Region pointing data
☆ ☆ ☆ ☆

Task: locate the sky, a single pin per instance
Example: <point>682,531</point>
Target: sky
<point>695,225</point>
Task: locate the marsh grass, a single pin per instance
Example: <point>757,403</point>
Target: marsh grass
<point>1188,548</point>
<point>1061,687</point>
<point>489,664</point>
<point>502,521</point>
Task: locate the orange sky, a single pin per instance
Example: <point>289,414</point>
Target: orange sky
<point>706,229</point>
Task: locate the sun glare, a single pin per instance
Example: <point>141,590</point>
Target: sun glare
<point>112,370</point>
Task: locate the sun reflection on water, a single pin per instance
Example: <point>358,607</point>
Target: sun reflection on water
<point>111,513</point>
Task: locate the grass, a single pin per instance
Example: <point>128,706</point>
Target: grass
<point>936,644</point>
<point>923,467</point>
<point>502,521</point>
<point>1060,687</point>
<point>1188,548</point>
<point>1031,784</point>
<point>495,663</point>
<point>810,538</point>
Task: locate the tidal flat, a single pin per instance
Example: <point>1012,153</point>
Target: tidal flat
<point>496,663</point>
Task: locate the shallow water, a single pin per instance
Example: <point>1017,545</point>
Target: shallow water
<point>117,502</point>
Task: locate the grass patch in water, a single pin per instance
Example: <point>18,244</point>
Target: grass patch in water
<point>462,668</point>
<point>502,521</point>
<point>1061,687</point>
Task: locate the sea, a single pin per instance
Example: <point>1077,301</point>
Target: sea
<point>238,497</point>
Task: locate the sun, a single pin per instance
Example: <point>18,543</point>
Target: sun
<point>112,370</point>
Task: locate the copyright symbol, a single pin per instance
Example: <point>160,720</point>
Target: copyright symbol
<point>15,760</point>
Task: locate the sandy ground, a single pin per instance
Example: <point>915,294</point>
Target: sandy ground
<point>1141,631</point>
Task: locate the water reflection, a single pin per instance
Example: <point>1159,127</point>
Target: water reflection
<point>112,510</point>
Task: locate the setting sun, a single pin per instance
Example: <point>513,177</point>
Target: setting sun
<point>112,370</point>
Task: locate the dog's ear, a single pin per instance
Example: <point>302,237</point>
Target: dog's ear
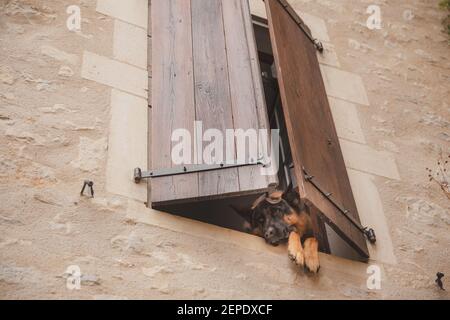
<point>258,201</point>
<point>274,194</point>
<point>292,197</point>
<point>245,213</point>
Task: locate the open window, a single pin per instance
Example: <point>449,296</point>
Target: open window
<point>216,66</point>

☆ ☆ ☆ ☆

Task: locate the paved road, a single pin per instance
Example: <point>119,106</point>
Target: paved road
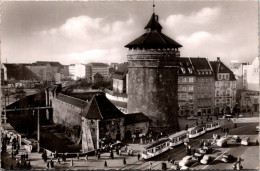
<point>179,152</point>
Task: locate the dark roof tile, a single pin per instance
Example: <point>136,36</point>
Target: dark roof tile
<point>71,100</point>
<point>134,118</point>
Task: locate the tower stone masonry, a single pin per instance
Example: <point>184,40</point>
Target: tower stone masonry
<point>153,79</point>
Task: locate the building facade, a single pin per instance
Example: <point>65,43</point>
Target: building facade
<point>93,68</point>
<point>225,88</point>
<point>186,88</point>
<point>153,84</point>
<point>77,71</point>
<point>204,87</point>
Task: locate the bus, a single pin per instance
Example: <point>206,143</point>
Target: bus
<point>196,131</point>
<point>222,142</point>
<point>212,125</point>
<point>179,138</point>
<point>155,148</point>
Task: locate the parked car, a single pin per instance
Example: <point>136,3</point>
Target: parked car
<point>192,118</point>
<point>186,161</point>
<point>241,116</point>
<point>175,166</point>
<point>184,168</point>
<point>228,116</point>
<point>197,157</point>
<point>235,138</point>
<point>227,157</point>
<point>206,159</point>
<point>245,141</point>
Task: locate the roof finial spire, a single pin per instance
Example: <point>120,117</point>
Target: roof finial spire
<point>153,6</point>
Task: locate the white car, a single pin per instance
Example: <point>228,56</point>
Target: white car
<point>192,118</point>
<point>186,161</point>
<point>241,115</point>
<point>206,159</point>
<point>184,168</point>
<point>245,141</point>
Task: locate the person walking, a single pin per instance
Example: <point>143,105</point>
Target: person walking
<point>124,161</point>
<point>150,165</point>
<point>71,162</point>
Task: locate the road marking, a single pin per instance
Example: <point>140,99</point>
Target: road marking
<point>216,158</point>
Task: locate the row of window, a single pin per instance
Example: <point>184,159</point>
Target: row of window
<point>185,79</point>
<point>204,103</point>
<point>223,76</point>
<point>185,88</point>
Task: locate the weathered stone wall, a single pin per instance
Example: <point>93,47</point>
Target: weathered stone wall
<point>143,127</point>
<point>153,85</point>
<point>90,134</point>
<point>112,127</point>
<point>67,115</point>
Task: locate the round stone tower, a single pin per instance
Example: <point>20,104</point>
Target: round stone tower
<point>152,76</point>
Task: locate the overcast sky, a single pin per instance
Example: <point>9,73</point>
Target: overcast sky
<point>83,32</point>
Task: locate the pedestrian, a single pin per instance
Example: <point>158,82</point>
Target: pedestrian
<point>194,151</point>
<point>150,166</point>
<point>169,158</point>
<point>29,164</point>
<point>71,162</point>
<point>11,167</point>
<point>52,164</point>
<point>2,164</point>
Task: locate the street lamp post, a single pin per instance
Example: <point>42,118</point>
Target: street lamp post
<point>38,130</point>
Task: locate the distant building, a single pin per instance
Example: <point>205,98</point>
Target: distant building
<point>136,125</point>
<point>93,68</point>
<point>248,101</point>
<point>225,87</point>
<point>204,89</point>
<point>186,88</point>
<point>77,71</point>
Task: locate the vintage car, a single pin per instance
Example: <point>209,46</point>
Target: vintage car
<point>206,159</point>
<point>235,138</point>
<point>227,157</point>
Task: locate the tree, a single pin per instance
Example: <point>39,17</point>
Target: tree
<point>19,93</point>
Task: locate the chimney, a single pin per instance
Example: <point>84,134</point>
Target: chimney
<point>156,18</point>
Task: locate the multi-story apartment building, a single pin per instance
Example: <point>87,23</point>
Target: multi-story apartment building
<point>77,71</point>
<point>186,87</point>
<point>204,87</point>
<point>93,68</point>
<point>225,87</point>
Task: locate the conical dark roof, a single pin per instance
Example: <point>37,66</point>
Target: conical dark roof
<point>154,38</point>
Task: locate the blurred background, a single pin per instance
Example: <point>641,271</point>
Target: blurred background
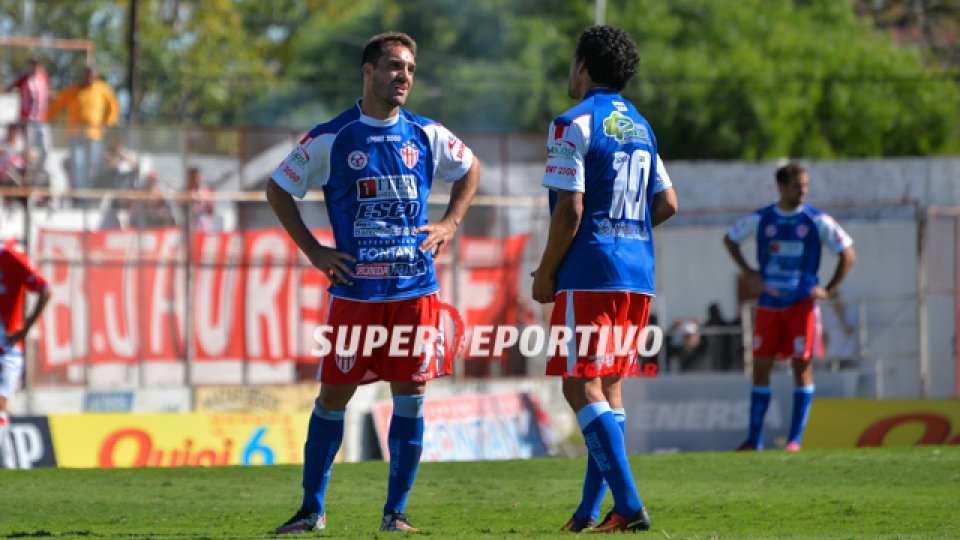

☆ ☆ ☆ ☆

TASK GOAL >> All that is wanted is the stretch of lines above from the one containing "Task: locate the sandy" through the one containing "Example: <point>1159,127</point>", duplicated exactly.

YOUR RESPONSE >>
Task: locate the sandy ground, a single pin per instance
Example: <point>915,294</point>
Target: sandy ground
<point>1141,631</point>
Task: locate the water reflection, a single pin per instance
Example: <point>1159,127</point>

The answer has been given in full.